Provided data:
============================================================

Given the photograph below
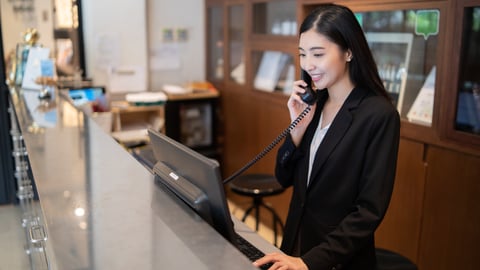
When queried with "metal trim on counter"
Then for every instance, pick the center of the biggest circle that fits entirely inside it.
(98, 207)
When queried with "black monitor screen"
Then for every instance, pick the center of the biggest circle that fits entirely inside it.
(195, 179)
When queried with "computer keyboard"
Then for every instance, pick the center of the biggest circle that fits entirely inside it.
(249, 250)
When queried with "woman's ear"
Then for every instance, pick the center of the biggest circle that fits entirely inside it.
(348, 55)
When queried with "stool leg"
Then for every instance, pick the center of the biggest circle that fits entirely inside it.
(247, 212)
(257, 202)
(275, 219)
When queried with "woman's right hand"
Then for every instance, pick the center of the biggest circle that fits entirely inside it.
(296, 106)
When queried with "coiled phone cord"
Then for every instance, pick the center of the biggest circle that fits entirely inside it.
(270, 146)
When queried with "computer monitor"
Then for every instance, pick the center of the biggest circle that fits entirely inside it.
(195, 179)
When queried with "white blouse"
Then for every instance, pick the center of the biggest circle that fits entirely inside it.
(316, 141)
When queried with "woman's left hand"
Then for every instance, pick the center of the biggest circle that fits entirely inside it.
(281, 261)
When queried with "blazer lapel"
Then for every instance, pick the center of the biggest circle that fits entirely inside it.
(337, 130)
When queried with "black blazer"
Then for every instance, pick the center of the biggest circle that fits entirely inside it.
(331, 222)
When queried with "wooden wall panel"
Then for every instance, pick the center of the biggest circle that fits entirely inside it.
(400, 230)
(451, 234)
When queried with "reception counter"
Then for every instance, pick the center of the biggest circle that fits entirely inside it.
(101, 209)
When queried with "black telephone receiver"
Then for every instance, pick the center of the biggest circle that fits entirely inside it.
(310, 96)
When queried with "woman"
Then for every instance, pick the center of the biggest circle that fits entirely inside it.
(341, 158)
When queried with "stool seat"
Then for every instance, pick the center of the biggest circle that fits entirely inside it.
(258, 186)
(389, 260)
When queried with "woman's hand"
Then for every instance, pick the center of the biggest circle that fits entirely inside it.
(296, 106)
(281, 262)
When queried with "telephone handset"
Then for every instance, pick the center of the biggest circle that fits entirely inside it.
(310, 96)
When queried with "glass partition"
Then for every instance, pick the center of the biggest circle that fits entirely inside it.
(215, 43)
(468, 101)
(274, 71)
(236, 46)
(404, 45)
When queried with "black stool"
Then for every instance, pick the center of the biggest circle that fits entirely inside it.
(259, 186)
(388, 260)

============================================================

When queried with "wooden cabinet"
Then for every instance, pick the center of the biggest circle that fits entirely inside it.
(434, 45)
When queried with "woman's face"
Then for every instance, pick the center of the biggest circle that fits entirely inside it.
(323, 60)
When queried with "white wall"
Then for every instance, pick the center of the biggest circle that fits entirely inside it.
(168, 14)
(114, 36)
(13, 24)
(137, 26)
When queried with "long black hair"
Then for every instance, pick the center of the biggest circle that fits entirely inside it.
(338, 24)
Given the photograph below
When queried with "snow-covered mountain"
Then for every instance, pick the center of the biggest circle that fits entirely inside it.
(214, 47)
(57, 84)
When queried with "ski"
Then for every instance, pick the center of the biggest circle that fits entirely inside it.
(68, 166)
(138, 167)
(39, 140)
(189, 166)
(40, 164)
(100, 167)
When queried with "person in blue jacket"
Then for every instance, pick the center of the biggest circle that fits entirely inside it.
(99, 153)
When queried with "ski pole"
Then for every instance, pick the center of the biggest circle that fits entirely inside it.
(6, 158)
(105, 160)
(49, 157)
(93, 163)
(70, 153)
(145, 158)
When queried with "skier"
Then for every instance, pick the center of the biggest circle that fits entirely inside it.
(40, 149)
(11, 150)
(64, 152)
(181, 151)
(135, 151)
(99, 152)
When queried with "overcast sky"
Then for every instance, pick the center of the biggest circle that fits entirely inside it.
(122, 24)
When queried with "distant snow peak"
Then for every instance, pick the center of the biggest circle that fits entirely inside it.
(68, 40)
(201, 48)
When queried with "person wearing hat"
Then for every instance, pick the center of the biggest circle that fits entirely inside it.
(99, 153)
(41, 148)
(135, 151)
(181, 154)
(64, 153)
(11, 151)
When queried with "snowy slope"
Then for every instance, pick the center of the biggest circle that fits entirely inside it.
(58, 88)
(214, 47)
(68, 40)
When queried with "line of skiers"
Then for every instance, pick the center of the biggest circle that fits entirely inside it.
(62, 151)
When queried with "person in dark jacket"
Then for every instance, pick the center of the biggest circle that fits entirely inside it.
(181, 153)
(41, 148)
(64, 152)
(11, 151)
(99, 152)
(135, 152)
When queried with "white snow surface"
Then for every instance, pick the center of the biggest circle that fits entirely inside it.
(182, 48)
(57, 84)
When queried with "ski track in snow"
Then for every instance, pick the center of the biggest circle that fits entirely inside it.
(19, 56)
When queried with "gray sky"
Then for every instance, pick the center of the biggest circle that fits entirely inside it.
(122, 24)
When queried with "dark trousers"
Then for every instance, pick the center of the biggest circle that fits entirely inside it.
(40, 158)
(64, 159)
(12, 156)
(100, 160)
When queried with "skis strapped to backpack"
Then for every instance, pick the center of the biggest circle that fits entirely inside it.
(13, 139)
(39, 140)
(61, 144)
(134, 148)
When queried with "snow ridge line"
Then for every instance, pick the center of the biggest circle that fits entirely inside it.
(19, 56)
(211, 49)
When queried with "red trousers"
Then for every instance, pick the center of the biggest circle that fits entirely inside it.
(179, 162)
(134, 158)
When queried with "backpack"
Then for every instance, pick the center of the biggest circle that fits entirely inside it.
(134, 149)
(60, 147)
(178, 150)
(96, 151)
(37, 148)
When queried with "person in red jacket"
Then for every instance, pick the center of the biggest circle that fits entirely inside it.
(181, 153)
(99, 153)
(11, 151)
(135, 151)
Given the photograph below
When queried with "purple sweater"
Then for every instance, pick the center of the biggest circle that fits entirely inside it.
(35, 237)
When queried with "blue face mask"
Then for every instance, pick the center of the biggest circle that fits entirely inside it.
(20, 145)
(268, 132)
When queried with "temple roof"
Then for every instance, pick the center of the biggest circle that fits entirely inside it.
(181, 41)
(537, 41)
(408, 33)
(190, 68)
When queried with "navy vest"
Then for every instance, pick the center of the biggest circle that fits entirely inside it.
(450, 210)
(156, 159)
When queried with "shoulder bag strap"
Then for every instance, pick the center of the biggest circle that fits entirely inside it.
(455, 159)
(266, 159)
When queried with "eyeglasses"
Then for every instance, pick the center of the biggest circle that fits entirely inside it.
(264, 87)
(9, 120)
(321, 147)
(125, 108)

============================================================

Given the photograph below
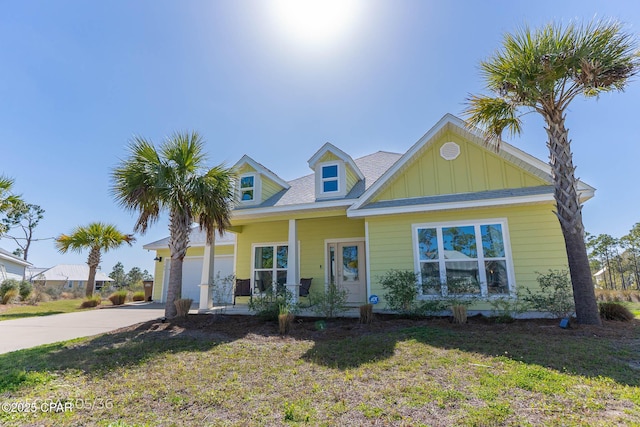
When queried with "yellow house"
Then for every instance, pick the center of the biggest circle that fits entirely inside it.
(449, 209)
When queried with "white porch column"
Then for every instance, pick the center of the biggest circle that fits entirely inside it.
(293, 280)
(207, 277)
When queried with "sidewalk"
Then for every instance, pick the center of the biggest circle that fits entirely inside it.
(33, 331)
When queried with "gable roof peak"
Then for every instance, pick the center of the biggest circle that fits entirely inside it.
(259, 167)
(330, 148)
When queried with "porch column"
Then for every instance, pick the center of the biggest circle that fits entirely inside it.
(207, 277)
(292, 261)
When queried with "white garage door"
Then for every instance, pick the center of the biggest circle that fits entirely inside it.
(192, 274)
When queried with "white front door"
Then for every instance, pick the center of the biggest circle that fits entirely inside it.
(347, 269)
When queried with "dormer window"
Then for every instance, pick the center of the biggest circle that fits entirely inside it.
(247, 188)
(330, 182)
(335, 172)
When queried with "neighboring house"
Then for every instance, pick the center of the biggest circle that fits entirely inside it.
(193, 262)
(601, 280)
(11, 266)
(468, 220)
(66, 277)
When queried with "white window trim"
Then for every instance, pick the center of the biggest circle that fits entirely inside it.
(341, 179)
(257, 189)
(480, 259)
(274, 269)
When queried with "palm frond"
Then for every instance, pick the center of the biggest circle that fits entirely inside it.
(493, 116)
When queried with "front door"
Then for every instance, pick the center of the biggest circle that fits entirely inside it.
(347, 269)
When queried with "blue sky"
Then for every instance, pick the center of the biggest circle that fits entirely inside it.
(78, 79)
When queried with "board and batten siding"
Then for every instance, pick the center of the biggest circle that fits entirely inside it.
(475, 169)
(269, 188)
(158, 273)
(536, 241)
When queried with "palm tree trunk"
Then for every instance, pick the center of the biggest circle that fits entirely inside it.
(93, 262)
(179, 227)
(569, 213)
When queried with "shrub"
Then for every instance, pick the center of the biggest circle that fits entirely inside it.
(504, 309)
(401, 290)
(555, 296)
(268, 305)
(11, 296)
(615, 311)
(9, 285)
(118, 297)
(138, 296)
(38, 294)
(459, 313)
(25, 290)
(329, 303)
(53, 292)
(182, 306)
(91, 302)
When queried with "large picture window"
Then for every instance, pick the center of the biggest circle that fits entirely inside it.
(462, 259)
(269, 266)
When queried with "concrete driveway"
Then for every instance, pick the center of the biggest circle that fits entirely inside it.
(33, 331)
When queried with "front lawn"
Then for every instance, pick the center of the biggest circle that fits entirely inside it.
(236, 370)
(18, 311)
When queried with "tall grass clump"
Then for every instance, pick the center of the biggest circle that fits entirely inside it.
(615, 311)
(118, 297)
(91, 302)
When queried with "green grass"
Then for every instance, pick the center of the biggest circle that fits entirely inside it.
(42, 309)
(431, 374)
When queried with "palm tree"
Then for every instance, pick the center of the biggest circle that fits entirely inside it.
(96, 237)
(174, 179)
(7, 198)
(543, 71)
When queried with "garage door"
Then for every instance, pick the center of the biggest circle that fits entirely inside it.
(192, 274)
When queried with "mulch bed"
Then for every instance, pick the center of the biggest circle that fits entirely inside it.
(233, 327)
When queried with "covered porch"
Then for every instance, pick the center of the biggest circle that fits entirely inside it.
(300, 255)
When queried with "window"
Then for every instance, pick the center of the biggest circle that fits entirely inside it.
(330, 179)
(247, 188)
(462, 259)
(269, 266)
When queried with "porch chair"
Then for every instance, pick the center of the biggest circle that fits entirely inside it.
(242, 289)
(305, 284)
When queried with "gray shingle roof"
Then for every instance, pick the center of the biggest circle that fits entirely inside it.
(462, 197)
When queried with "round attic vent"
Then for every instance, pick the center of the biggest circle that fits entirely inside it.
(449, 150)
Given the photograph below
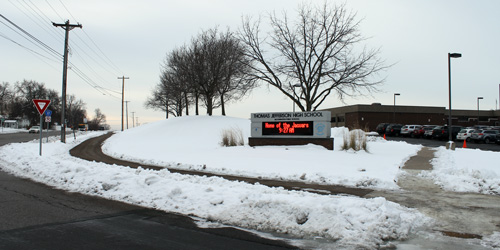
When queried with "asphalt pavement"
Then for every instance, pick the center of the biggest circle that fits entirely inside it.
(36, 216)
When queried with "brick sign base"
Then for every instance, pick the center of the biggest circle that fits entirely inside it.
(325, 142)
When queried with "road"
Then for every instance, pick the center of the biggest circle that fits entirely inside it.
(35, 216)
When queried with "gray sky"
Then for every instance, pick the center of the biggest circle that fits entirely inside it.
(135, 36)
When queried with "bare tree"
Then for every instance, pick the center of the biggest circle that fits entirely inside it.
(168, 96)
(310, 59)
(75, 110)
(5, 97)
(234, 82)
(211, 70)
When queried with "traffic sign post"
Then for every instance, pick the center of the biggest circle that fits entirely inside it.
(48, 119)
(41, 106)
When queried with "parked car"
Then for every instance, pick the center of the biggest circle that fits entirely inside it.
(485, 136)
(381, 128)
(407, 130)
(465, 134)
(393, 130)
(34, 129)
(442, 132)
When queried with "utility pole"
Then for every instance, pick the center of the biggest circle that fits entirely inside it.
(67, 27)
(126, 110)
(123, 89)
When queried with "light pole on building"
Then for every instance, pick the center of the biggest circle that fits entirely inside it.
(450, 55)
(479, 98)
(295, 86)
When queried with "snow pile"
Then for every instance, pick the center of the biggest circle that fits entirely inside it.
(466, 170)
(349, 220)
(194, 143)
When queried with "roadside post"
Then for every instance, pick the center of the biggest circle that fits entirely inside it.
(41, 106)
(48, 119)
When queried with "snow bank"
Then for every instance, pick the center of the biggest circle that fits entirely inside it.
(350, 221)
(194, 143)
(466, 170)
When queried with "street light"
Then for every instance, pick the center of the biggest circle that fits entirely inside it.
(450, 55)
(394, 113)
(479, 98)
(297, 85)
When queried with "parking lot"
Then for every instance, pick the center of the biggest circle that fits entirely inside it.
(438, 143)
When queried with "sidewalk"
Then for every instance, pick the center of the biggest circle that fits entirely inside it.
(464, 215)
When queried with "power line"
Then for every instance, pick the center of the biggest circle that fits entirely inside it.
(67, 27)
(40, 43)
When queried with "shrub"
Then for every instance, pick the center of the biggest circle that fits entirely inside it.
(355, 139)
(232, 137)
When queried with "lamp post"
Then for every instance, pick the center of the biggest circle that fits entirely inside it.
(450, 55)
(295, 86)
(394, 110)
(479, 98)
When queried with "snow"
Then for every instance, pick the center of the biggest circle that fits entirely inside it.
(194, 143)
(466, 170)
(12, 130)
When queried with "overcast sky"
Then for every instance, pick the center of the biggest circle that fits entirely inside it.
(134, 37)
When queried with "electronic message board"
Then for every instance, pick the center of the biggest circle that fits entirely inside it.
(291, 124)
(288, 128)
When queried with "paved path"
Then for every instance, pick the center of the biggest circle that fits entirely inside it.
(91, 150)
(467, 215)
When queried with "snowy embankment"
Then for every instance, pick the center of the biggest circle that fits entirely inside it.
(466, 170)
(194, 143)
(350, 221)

============================================================

Each line of the material above either contains the word "garage" or does not; state how many do, and nothing else.

2